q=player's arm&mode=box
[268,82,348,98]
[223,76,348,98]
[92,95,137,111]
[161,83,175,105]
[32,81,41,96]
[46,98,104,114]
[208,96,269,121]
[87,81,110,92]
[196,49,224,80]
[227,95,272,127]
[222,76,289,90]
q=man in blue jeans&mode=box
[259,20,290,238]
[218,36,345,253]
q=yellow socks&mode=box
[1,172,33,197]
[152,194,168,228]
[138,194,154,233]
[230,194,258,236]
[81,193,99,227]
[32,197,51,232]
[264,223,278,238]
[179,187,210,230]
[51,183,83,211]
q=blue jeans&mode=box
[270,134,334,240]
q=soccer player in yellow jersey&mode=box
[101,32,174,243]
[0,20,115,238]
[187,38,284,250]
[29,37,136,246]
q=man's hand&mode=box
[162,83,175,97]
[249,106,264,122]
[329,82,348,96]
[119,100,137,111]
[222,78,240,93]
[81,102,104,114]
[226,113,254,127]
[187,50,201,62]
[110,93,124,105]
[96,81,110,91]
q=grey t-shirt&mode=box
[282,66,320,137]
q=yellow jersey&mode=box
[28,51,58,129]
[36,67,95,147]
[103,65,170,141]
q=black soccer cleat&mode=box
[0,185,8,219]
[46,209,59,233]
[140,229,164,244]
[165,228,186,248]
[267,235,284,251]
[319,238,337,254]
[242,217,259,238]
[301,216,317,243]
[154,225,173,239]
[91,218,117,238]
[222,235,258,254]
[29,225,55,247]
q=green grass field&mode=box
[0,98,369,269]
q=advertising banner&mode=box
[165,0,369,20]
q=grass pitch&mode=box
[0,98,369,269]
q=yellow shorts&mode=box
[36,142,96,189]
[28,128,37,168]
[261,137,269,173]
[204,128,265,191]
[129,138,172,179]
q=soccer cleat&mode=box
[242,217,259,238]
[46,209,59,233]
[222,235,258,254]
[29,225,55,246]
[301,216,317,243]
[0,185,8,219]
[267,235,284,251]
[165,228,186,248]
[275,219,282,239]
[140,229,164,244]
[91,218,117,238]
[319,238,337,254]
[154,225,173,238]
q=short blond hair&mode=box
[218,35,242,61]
-- -- --
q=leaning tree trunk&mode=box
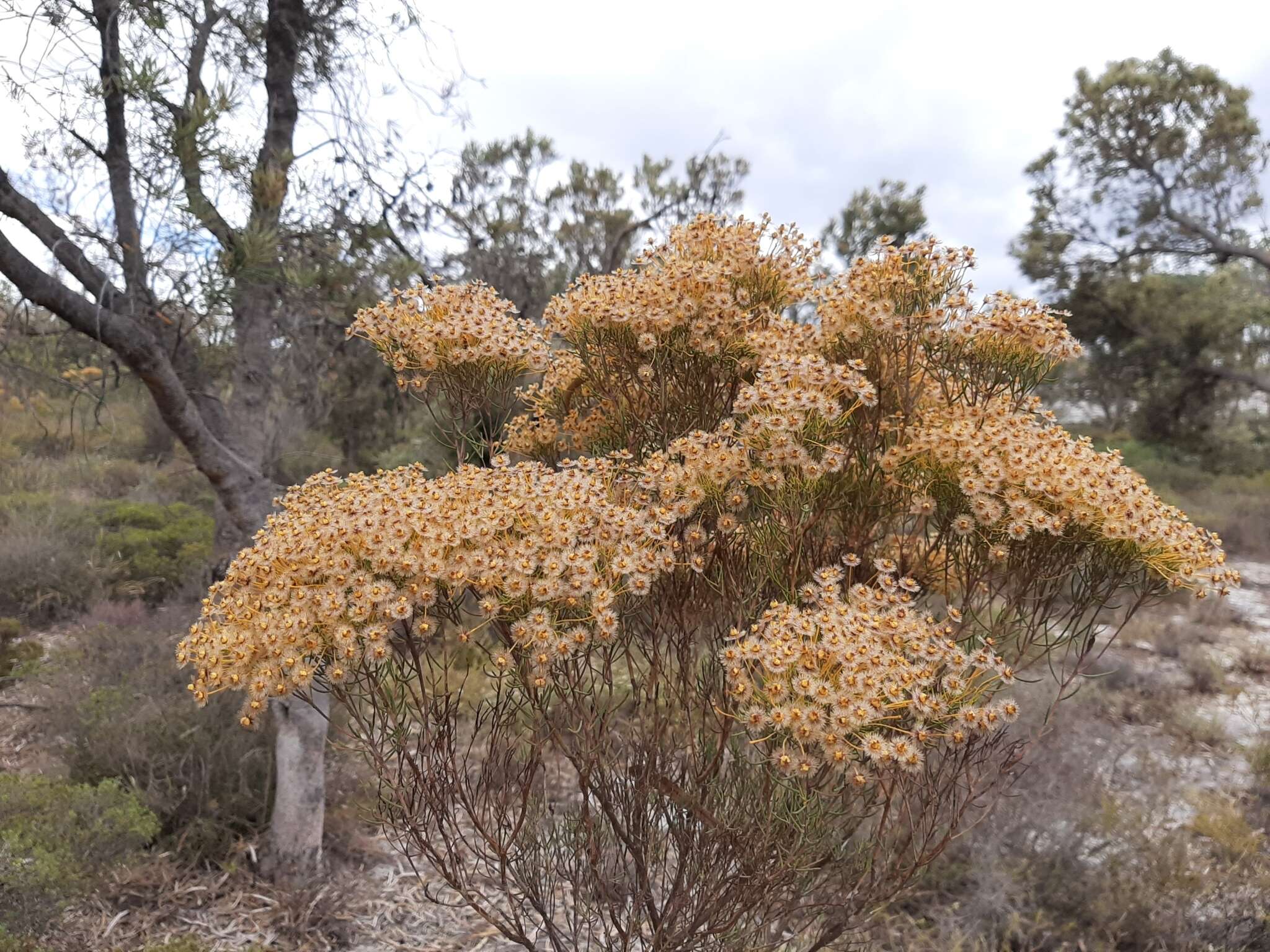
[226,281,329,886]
-- -- --
[Do this]
Edit the entries from the line containing "q=soccer cleat&mode=box" down to the line containing "[218,35,242,61]", both included, so that "blond" becomes "fair". Reproduce only those lines, with nothing else changed.

[Task solution]
q=soccer cleat&mode=box
[242,217,259,238]
[46,209,59,233]
[222,235,258,254]
[29,225,55,246]
[301,216,317,243]
[0,185,8,219]
[267,235,284,251]
[165,228,186,248]
[275,219,282,239]
[140,229,164,244]
[91,218,117,238]
[319,238,337,254]
[154,225,173,238]
q=short fair hair&mode=box
[218,35,242,61]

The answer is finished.